All of this has me wondering.  Lets say that one really did decide to not look any deeper and just trained with their Korean (or Korean lineage) instructors their entire martial arts career.  Would the "Korean way" of doing forms provide enough "meat" to sustain a person with a desire to study in depth and long term?  Do KMA, ultimately, have the depth to really enrich their advance practice?


----------



## exile

upnorthkyosa said:


> All of this has me wondering.  Lets say that one really did decide to not look any deeper and just trained with their Korean (or Korean lineage) instructors their entire martial arts career.  Would the "Korean way" of doing forms provide enough "meat" to sustain a person with a desire to study in depth and long term?  Do KMA, ultimately, have the depth to really enrich their advance practice?



Good question, UpN.

I'll defer to those of you who've been doing KMAs for a good deal longer than the measely five years I've been doing TKD. What's you folks' take on this question?


----------



## JWLuiza

exile said:


> Good question, UpN.
> 
> I'll defer to those of you who've been doing KMAs for a good deal longer than the measely five years I've been doing TKD. What's you folks' take on this question?



I've been at it for 16 years and I'd say around 10 years into it, most of our black belts start researching other arts to fill in the gaps.  The shotokan tapes that show bunkai are more for technique than application.  The Korean applications are simple, but there is sooooo much more.  For my friends third degree, he created a form using Chin na, Long Fist, Tang Soo Do, and Goju principles and he created a traditional form.  I think doing this is a great way to start thinking about the traditional forms... Since he worked from applications to Form for his own, it added depth to the knowledge for working from form to application.

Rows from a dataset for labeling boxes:
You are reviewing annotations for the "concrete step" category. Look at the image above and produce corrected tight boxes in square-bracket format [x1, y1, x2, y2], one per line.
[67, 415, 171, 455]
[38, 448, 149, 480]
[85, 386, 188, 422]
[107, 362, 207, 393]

● **WHAT THE EXERCISE ASKS**:
Please translate this sentence from the martial arts forum thread into Spanish: "The shotokan tapes that show bunkai are more for technique than application."

● **FINAL ANSWER**:
Las cintas de shotokan que muestran bunkai sirven más para la técnica que para la aplicación.